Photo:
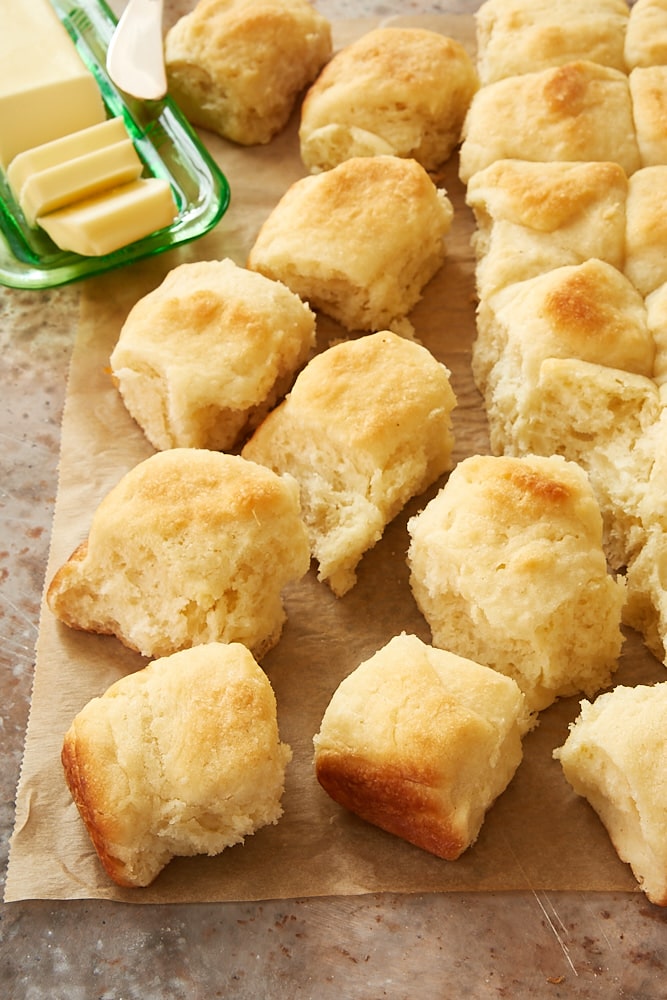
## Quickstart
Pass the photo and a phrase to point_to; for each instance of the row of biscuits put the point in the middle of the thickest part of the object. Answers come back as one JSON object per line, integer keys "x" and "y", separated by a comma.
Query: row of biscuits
{"x": 564, "y": 162}
{"x": 192, "y": 544}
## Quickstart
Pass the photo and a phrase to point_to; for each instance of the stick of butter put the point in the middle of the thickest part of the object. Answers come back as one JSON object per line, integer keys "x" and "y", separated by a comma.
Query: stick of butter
{"x": 80, "y": 178}
{"x": 97, "y": 226}
{"x": 46, "y": 90}
{"x": 67, "y": 147}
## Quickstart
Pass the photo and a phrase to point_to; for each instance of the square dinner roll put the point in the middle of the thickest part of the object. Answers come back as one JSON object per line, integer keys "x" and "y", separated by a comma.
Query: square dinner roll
{"x": 202, "y": 358}
{"x": 615, "y": 756}
{"x": 420, "y": 743}
{"x": 534, "y": 217}
{"x": 522, "y": 36}
{"x": 366, "y": 427}
{"x": 191, "y": 546}
{"x": 358, "y": 242}
{"x": 400, "y": 91}
{"x": 237, "y": 67}
{"x": 646, "y": 34}
{"x": 180, "y": 758}
{"x": 589, "y": 311}
{"x": 579, "y": 111}
{"x": 506, "y": 565}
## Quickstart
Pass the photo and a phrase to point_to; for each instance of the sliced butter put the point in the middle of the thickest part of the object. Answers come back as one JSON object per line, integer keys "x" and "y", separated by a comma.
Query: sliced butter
{"x": 67, "y": 147}
{"x": 114, "y": 219}
{"x": 80, "y": 178}
{"x": 46, "y": 90}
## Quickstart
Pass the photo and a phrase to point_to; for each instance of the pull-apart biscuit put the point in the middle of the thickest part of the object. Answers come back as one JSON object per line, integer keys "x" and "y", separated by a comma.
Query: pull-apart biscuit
{"x": 534, "y": 217}
{"x": 358, "y": 242}
{"x": 366, "y": 427}
{"x": 191, "y": 546}
{"x": 201, "y": 359}
{"x": 420, "y": 742}
{"x": 180, "y": 758}
{"x": 396, "y": 91}
{"x": 507, "y": 567}
{"x": 237, "y": 67}
{"x": 523, "y": 36}
{"x": 615, "y": 757}
{"x": 579, "y": 111}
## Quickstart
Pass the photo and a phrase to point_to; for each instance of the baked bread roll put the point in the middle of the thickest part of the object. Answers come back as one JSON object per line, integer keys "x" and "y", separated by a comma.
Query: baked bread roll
{"x": 615, "y": 756}
{"x": 604, "y": 419}
{"x": 358, "y": 242}
{"x": 646, "y": 238}
{"x": 580, "y": 111}
{"x": 180, "y": 758}
{"x": 648, "y": 91}
{"x": 523, "y": 36}
{"x": 421, "y": 742}
{"x": 646, "y": 34}
{"x": 534, "y": 217}
{"x": 589, "y": 311}
{"x": 237, "y": 67}
{"x": 506, "y": 565}
{"x": 202, "y": 358}
{"x": 366, "y": 427}
{"x": 191, "y": 546}
{"x": 400, "y": 91}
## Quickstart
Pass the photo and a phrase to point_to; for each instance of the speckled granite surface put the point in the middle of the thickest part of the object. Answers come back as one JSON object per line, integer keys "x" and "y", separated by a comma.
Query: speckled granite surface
{"x": 487, "y": 945}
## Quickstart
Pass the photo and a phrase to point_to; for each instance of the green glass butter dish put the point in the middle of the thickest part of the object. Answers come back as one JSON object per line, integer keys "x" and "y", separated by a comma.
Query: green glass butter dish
{"x": 167, "y": 146}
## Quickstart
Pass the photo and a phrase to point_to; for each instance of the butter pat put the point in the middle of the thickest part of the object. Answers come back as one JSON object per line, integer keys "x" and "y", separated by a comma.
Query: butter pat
{"x": 107, "y": 222}
{"x": 67, "y": 147}
{"x": 80, "y": 178}
{"x": 46, "y": 90}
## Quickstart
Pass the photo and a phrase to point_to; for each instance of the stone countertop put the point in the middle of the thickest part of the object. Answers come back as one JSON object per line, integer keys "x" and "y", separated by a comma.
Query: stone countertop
{"x": 448, "y": 945}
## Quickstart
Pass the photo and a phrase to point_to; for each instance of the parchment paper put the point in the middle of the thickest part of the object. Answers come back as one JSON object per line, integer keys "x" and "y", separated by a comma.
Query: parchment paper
{"x": 537, "y": 836}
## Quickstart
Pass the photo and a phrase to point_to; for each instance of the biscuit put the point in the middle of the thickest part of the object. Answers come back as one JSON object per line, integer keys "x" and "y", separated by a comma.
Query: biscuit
{"x": 366, "y": 427}
{"x": 602, "y": 418}
{"x": 534, "y": 217}
{"x": 420, "y": 743}
{"x": 180, "y": 758}
{"x": 191, "y": 546}
{"x": 396, "y": 91}
{"x": 358, "y": 242}
{"x": 524, "y": 36}
{"x": 588, "y": 311}
{"x": 237, "y": 67}
{"x": 615, "y": 757}
{"x": 202, "y": 358}
{"x": 579, "y": 111}
{"x": 500, "y": 561}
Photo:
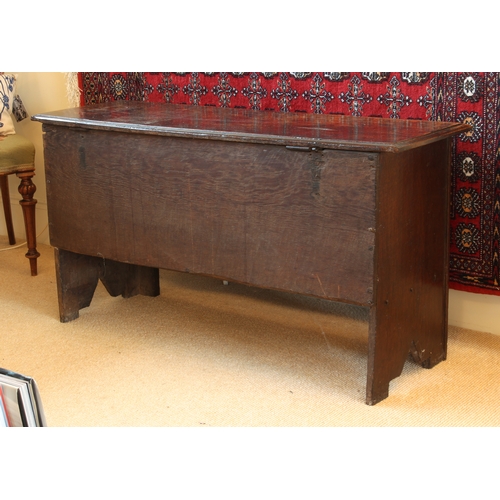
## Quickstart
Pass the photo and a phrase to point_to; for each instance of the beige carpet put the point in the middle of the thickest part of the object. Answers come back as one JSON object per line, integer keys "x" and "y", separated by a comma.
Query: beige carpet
{"x": 206, "y": 354}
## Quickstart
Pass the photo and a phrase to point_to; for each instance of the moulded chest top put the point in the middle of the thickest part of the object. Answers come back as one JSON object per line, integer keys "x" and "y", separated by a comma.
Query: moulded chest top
{"x": 266, "y": 127}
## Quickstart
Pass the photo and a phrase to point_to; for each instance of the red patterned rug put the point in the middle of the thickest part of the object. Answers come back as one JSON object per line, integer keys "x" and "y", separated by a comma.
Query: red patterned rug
{"x": 463, "y": 97}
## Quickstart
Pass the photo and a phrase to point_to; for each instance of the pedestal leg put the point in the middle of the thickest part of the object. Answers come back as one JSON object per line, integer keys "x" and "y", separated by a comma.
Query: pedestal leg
{"x": 27, "y": 190}
{"x": 4, "y": 184}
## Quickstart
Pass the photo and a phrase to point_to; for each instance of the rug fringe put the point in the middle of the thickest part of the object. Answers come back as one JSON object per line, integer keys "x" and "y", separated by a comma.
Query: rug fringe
{"x": 72, "y": 89}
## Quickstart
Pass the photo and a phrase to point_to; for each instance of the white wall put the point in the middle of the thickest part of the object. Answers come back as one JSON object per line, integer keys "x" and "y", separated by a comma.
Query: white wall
{"x": 43, "y": 92}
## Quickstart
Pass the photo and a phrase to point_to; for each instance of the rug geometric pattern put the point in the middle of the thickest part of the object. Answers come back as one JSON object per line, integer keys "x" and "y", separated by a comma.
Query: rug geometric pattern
{"x": 472, "y": 98}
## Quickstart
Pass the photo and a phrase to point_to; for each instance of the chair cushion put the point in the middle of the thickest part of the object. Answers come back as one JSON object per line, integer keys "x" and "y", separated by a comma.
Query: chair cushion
{"x": 7, "y": 89}
{"x": 16, "y": 154}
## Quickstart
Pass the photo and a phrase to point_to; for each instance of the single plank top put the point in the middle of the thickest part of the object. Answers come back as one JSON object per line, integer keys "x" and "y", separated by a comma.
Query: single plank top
{"x": 265, "y": 127}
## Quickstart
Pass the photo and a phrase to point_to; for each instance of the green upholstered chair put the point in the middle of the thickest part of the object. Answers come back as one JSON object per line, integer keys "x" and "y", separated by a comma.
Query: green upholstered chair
{"x": 17, "y": 156}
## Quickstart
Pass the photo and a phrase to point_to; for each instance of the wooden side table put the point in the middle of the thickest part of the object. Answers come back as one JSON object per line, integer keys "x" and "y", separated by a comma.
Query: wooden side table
{"x": 343, "y": 208}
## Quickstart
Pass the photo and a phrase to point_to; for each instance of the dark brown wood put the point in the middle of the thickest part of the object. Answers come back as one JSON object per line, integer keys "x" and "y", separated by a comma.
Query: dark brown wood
{"x": 341, "y": 208}
{"x": 240, "y": 125}
{"x": 4, "y": 185}
{"x": 409, "y": 315}
{"x": 77, "y": 276}
{"x": 27, "y": 189}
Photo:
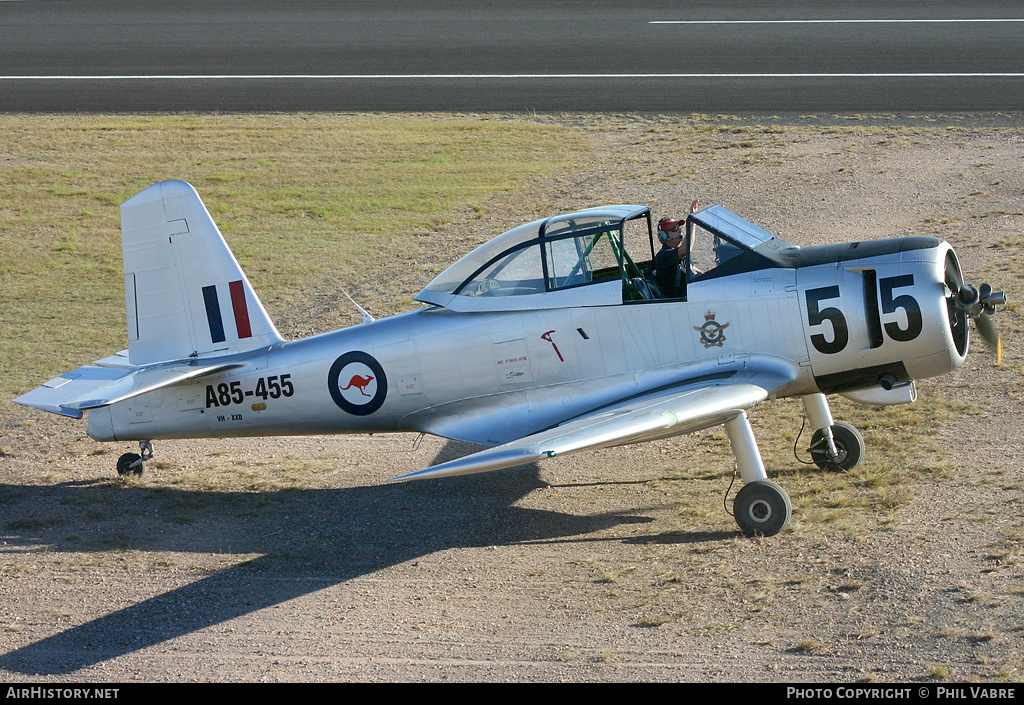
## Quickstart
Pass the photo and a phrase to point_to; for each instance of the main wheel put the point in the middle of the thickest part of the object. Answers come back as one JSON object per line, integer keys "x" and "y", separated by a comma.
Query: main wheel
{"x": 849, "y": 444}
{"x": 127, "y": 464}
{"x": 762, "y": 508}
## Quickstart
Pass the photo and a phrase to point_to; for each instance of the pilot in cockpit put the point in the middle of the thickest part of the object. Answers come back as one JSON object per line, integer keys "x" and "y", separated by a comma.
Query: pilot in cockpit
{"x": 671, "y": 267}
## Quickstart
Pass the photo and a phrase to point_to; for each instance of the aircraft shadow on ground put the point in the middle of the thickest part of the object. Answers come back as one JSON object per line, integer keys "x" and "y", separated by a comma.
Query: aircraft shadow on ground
{"x": 313, "y": 539}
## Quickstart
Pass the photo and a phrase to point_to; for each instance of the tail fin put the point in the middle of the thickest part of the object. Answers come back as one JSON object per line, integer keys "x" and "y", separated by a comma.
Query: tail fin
{"x": 185, "y": 294}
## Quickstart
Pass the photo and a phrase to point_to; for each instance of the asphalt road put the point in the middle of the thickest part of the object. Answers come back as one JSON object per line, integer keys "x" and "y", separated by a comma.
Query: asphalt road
{"x": 469, "y": 55}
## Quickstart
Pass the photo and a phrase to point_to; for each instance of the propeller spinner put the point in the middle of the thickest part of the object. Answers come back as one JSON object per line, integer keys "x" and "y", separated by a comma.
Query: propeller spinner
{"x": 978, "y": 303}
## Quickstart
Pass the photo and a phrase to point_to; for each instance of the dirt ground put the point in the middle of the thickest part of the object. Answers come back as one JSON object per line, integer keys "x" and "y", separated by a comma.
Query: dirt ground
{"x": 291, "y": 560}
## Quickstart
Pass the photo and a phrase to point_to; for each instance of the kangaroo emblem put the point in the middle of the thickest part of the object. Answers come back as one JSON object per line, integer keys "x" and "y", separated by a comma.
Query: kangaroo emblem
{"x": 359, "y": 382}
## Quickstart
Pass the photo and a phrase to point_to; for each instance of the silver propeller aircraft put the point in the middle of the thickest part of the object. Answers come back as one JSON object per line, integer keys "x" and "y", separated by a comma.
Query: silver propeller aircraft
{"x": 551, "y": 338}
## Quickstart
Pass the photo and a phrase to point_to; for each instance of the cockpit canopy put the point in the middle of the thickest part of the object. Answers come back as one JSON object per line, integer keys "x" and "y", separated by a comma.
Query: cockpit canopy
{"x": 594, "y": 257}
{"x": 566, "y": 260}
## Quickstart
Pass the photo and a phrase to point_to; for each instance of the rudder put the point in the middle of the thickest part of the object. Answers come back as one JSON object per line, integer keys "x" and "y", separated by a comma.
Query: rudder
{"x": 185, "y": 294}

---*---

### What is asked
Transcribe the records word for word, from the beginning through the line containing "Query: row of biscuits", including both ends. Omit the pictures from your transcription.

### Task output
Photo:
## Quickstart
Pass the photo and a phrase to point_to; for each instance of the row of biscuits put the point in the middle of the thickest part of the object. Answers come back as one JSON object per line, integer keys "x" and "y", separated by a comma.
Query: row of biscuits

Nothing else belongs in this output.